::: Records shown

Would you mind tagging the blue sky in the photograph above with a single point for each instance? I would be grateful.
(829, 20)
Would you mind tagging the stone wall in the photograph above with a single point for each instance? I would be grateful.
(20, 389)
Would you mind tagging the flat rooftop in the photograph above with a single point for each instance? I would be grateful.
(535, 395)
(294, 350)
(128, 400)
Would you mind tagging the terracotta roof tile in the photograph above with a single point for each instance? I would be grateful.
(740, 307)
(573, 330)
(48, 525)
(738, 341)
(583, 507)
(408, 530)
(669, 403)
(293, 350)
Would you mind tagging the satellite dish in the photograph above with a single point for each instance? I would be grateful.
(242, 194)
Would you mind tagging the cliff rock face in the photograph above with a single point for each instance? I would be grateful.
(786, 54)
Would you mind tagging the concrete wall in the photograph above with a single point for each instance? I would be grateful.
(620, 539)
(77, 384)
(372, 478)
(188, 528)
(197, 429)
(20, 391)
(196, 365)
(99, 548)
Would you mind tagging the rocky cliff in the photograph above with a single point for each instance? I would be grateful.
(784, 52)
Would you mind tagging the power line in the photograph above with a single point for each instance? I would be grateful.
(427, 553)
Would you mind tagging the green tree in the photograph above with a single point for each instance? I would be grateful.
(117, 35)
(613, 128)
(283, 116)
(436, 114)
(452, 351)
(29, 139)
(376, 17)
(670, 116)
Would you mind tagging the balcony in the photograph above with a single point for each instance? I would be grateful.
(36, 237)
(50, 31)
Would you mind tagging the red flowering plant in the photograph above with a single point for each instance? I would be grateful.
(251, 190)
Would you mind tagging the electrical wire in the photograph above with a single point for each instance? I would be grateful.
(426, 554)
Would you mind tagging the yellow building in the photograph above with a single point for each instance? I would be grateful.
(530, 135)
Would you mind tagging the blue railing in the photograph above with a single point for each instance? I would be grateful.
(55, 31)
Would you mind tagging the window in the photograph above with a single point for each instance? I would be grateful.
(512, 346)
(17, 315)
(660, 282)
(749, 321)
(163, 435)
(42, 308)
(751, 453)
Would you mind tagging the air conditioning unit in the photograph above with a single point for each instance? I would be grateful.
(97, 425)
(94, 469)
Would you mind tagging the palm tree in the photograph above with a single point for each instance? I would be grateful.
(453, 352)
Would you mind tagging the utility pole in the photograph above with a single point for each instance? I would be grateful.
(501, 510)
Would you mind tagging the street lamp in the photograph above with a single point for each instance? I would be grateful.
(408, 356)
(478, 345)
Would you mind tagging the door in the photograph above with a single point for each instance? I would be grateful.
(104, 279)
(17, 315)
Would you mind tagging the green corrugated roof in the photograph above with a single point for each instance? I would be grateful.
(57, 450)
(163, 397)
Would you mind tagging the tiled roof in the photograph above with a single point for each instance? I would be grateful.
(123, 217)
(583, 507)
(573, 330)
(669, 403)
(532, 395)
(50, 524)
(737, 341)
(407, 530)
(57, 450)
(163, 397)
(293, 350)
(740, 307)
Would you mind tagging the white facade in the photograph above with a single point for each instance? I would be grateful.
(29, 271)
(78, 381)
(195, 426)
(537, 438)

::::::

=== Exercise objective ===
Write out all of the data above line for line, with no changes.

=== Solution below ===
Would you mind tagging the blue sky in the photograph above with a single point for each instance? I would be grateful.
(829, 20)
Would you mind tagging the stone wall in the photograph above with a single point for each instance? I would be grateful.
(20, 389)
Would you mind tagging the flat rooftop in the photograph above with a single point for each instance? I would be grateful.
(535, 395)
(294, 350)
(128, 400)
Would you mind tagging the terracotta roof tile in the photograph above with a single point for each instance? I would be grateful.
(740, 307)
(573, 330)
(48, 525)
(738, 341)
(583, 507)
(408, 530)
(669, 403)
(293, 350)
Would you mind tagging the satellite dish in the photograph above with a single point for each instance? I would be grateful.
(242, 194)
Would you mind tagging the cliff rock face in the photograph above with a single point for each instance? I would be grateful.
(786, 54)
Would you mind tagging the concrete wall in the photograph above with a single point for each instance? I would be grateful.
(620, 539)
(77, 384)
(372, 478)
(188, 528)
(197, 429)
(20, 391)
(196, 365)
(99, 548)
Would you mind tagging the rocky cliff in the photograph above with a single point for each instance? I would be grateful.
(784, 52)
Would you mind tagging the power line in the photograph above with a single point for each instance? I would be grateful.
(427, 553)
Would you mind tagging the green tree in the photograph above with a single point for each instance? I would be grateful.
(117, 35)
(613, 128)
(283, 116)
(436, 114)
(452, 351)
(29, 139)
(376, 17)
(670, 116)
Would you mind tagging the balcony in the photograph above with a single point for each instance? I would be grateful.
(36, 237)
(50, 31)
Would you mind tagging the red flowering plant in the photograph above with a single point for each instance? I would be grateful.
(251, 190)
Would you mind tagging the electrical wire in the photograph above with a single point for each instance? I would be grateful.
(426, 554)
Would you mind tagging the yellow building in the photograph above with a single point for each instance? I would be grateful.
(530, 135)
Would you mind tagging the blue railing in the photograph above with a single point for each instance? I would be grateful.
(55, 31)
Would you mind tagging the window in the photograph above with a single point for each instance? I would be grateful.
(512, 346)
(17, 315)
(660, 282)
(749, 321)
(163, 435)
(42, 308)
(751, 453)
Would you mind tagging the air conditioning unit in the photograph above with a single point for each instance? I would be grateful.
(97, 425)
(94, 469)
Would you mind tagging the palm tree in the photograph above with a single point for each instance? I would be grateful.
(453, 352)
Would you mind tagging the utility pole in the photograph above with a single point for each instance? I would be grateful.
(501, 510)
Would you mind tagging the street lamp in the photograph above with a single point for each instance? I would be grateful.
(408, 356)
(478, 345)
Would you mind tagging the door in the photograph above with a single point for each instance? I would be grateful.
(104, 279)
(17, 315)
Would you mind tagging the green corrugated roof in the photograph above with a single point for each instance? I would be grateful.
(57, 450)
(163, 397)
Would you mind tagging the tiled roof in the photograph above with a single point for each instance? I would be grateful.
(123, 217)
(583, 507)
(573, 330)
(669, 403)
(532, 395)
(50, 524)
(737, 341)
(407, 530)
(57, 450)
(163, 397)
(293, 350)
(740, 307)
Would you mind tagging the white facade in the photograph above with a single point for each instance? I would be grateful.
(29, 271)
(78, 381)
(195, 426)
(537, 438)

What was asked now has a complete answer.